= Laura Spence affair =

British university admission controversy

The Laura Spence affair was a British political controversy in 2000, ignited after the failure of state school pupil Laura Spence to secure a place at the University of Oxford.

==Background==
Laura Spence was a pupil at Monkseaton High School, a state school in Whitley Bay, North Tyneside. In 1999, she applied for a place to read medicine at Magdalen College, Oxford. (There were 100 students in her school year, but she was the only one to apply for Oxbridge.) Spence had taken ten GCSEs, obtaining the top A* grade in each, and had been predicted (and later achieved) top A-level grades in chemistry, biology, English, and geography. After her interview at Magdalen College she was judged to be “outstandingly intelligent, but lacked confidence as with other comprehensive school pupils” according to notes made by one of her interviewers, Dr Ajit Lalvani. She subsequently was not offered a place to study at Oxford University. The same report said that Spence was one of ten British students to be awarded a $65,000 scholarship by Harvard University, where she later on studied biochemistry.

==Political row==
A political row broke out after Labour MP and then Chancellor of the Exchequer Gordon Brown (who later became Prime Minister) commented on the decision at a Trades Union Congress reception. Brown accused the University of Oxford of elitism, saying that Spence's rejection was an "absolute scandal" and that he believed she had been discriminated against by "an old establishment interview system". Spence's headteacher, Paul Kelley, also said he believed Oxford was "missing out" and that he thought that Spence had been rejected because of her being from the north east of England. The University of Oxford rebutted all allegations of discrimination. The BBC reported that Magdalen College had offered only five places to study medicine but had received twenty-two applicants, and that Oxford received a similar number of applications from state schools and private schools in the north east of England, and accepted a similar proportion from each. The admissions tutor at Magdalen, Andrew Hobson, also denied the claims, pointing out that he was from Newcastle. Colin Lucas, Vice-Chancellor of Oxford, said that Brown's remarks were "disappointing", and an unnamed Conservative spokesman reportedly told the BBC: "This is ignorant prejudice. Why doesn't Gordon Brown get on with delivering at least some of the things Labour were elected on, rather than telling universities which candidates they should pick for which courses, when he can't possibly know the full facts?"

In the ensuing debate, those who disagreed with the Chancellor advanced a range of arguments: some believed there was no discrimination; some felt Brown did not have his facts straight and therefore should not have offered a public opinion; and some believed that Oxford was correct in not offering Laura Spence a place. When the issue was raised at an Oxford edition of the BBC's political discussion show Question Time in October 2000, Professor Robert Winston controversially said that Spence did not deserve a place, because "you have to be committed to the course, and Laura Spence clearly wasn't committed because she didn't even end up studying medicine." (Harvard, along with most other universities in the US, does not offer medicine as an undergraduate degree. Spence later went on to study medicine at the University of Cambridge as a postgraduate.)

Records supplied =
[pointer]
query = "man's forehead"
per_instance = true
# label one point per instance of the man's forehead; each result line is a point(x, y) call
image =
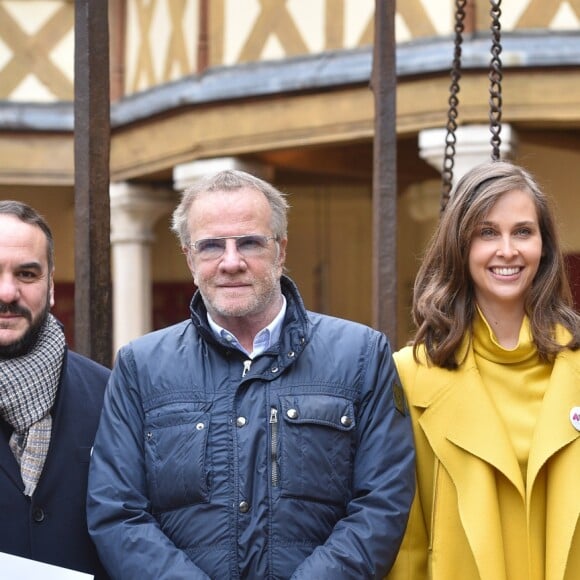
point(27, 242)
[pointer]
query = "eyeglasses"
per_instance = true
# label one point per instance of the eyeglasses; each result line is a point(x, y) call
point(249, 246)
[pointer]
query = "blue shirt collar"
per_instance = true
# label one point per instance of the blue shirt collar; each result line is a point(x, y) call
point(262, 341)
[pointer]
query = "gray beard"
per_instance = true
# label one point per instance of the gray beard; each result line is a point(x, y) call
point(29, 338)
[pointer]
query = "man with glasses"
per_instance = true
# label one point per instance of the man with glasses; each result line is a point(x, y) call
point(255, 439)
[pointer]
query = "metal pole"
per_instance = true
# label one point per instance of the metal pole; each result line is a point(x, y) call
point(93, 312)
point(384, 85)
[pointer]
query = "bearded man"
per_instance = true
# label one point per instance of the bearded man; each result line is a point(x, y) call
point(50, 401)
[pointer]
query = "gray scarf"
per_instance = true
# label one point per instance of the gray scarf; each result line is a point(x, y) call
point(28, 386)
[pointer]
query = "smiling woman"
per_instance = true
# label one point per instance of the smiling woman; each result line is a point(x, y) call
point(504, 258)
point(493, 369)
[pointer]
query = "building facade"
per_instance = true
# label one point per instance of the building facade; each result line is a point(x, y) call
point(281, 88)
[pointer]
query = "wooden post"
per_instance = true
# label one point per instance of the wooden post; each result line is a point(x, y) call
point(93, 312)
point(384, 85)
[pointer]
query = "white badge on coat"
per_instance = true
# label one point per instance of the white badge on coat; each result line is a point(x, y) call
point(575, 417)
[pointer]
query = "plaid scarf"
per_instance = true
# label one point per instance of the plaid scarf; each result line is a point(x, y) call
point(28, 386)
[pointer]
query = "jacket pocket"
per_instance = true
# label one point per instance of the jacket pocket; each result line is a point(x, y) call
point(316, 447)
point(175, 456)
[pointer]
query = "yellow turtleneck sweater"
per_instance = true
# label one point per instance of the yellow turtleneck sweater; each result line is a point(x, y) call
point(516, 381)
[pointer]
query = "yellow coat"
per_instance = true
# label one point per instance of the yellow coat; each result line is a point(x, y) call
point(465, 464)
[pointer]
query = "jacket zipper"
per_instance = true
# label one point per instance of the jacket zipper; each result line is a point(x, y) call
point(274, 445)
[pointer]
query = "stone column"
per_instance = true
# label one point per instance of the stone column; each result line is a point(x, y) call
point(134, 211)
point(473, 147)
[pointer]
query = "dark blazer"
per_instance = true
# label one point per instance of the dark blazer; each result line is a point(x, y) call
point(51, 527)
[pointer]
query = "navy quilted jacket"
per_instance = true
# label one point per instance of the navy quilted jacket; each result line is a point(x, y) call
point(298, 464)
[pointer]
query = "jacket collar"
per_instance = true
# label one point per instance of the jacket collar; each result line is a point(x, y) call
point(296, 328)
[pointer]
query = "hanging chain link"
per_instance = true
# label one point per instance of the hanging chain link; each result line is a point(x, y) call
point(450, 138)
point(495, 78)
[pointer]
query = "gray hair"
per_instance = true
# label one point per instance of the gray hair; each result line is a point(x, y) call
point(29, 215)
point(230, 180)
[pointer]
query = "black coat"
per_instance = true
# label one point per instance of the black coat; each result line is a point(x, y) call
point(51, 527)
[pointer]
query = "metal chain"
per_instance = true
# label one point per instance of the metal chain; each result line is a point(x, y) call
point(450, 139)
point(495, 78)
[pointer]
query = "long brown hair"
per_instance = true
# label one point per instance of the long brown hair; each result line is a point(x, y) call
point(444, 300)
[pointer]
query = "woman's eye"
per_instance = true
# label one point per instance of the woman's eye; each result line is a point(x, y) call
point(487, 233)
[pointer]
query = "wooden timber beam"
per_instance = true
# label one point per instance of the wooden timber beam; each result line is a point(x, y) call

Exercise requirements =
Carry on the account of the Laura Spence affair from the point where it stops, matching its formal style. The items come from a source unrelated to the text on the Laura Spence affair.

Final answer =
Spence herself did not get involved in the arguments, subsequently saying that she tried to ignore the row by focusing on revision and not watching television for a week. In a House of Lords debate on higher education on 15 June 2000, Roy Jenkins, a Liberal Democratic peer and then Chancellor of Oxford University, criticised Brown for his comments on student admissions, saying that "nearly every fact he used was false", and that Brown's speech on Spence had been a "little Blitzkrieg in being an act of sudden unprovoked aggression", but "The target was singularly ill-chosen." Conservative peer Baroness Young stated that it was "an ultimate disgrace to use a young girl, a sixth former, in this way".

==After the row==
The Laura Spence affair recurred in the headlines in the UK throughout the summer of 2000 (both before and after Brown's speech) and is arguably one of the major events that pushed "widening participation" in higher education into the political spotlight in the United Kingdom. It also caused a party political row over a select committee report on higher education.

Spence completed her studies at Harvard in 2004, and planned to return to the UK to pursue a medical career. She also encouraged more British students to study in the US, citing the "broader, more balanced curriculum" of a liberal arts education and the availability of scholarships and need-based financial aid to assist with fees that may seem "astronomically prohibitive". It was later reported that she was studying medicine at the University of Cambridge.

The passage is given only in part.